Agustín

Personal information
- Full name: Agustín Villar Hernando
- Date of birth: 8 July 1982
- Place of birth: Zamora, Spain
- Date of death: 26 July 2013 (aged 31)
- Place of death: Salamanca, Spain
- Height: 1.76 m (5 ft 9 in)
- Position: Midfielder

Senior career*
- Years: Team / Apps / (Gls)
- 2001–2004: Valladolid B
- 2003: Valladolid / 1 / (0)
- 2004–2005: Vecindario / 8 / (0)
- 2005–2007: Guijuelo / 34 / (1)
- 2007–2012: Zamora / 138 / (5)
- Total:  / 181+ / (6+)

= Agustín Villar =

Spanish footballer

Agustín Villar Hernando (8 July 1982 – 26 July 2013), known simply as Agustín, was a Spanish footballer who played as a midfielder.

==Football career==
Born in Zamora, Castile and León, Villar began his career at regional club Real Valladolid. He spent the vast majority of his spell associated to the reserves, his only official game with the main squad occurring on 21 June 2003 as he played 24 minutes of a 1–1 draw at Deportivo Alavés after coming on as a substitute for Álvaro Antón, who also made his debut that day.

In 2004, Villar transferred to UD Vecindario, featuring sparingly for the team from the Canary Islands in Segunda División B before returning two years later to his native region and CD Guijuelo, with whom he achieved promotion from Tercera División in his first season.

Villar signed for his hometown's Zamora CF in 2007. In five third-tier campaigns, he played 145 games across all competitions as they contested the promotion play-offs in 2008 and 2009; in his last years, he served as team captain.

==Illness and death==
Villar received a diagnosis of testicular cancer in late 2011 which curtailed his season, but returned to pre-season training with Zamora in the summer of 2012. He died in hospital in Salamanca on 26 July 2013, at the age of 31, and was buried in his hometown.

____

- REQUIRED WORK -
(1) In the article about Agustín Villar, which club did he sign for in 2007?
(2) Reproduce the part of the Agustín Villar article starting with "- Place of death: Salamanca, Spain" and going on through "Valladolid / 1 / (0)".
(3) What cut Villar's season short, according to the Agustín Villar article?

____

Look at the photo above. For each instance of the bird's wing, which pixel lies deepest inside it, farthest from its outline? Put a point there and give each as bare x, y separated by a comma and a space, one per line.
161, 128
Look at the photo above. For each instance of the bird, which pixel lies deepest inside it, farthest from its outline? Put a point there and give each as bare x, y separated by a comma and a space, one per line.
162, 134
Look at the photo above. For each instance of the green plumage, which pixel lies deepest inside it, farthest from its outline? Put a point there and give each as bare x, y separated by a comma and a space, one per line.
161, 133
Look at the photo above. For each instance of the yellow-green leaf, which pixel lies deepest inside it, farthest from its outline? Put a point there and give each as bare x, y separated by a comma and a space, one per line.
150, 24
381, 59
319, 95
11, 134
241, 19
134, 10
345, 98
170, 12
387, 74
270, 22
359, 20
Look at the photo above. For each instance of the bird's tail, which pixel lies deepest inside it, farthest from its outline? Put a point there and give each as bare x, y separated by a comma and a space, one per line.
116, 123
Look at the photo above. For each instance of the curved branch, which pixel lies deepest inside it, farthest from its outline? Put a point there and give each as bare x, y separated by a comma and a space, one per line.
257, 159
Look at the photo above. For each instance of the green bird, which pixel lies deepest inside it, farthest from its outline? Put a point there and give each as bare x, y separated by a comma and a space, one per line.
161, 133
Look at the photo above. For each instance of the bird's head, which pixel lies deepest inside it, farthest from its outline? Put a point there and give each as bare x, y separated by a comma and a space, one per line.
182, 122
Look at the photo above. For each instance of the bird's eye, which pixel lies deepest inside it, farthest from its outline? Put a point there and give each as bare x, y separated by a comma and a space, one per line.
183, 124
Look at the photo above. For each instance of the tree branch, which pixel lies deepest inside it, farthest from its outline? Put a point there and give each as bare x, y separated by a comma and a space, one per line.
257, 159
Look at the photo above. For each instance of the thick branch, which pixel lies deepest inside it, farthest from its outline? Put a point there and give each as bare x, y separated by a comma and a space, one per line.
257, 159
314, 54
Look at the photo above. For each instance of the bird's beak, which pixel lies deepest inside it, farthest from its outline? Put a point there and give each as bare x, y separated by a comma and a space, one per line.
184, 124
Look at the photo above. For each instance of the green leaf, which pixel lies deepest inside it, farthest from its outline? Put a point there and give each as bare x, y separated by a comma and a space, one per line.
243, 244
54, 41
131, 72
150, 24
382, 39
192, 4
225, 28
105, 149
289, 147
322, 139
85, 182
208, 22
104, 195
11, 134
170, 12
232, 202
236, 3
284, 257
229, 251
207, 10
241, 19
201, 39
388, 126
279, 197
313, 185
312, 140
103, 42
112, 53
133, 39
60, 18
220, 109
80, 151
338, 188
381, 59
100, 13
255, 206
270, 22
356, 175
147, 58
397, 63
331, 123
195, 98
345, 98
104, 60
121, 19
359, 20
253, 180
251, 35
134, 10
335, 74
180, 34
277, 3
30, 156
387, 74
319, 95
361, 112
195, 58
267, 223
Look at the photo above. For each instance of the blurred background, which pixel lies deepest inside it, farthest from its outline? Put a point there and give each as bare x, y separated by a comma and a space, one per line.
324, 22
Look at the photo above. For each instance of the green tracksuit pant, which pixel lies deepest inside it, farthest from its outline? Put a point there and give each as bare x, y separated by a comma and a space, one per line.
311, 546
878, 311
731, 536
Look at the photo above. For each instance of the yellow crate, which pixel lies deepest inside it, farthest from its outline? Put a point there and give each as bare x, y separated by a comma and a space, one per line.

____

- SOLUTIONS TO EACH TASK -
(1) He signed for Zamora CF, his hometown club.

(2)
- Place of death: Salamanca, Spain
- Height: 1.76 m (5 ft 9 in)
- Position: Midfielder

Senior career*
- Years: Team / Apps / (Gls)
- 2001–2004: Valladolid B
- 2003: Valladolid / 1 / (0)

(3) His season was curtailed because he was diagnosed with testicular cancer in late 2011. He returned to pre-season training with Zamora in the summer of 2012.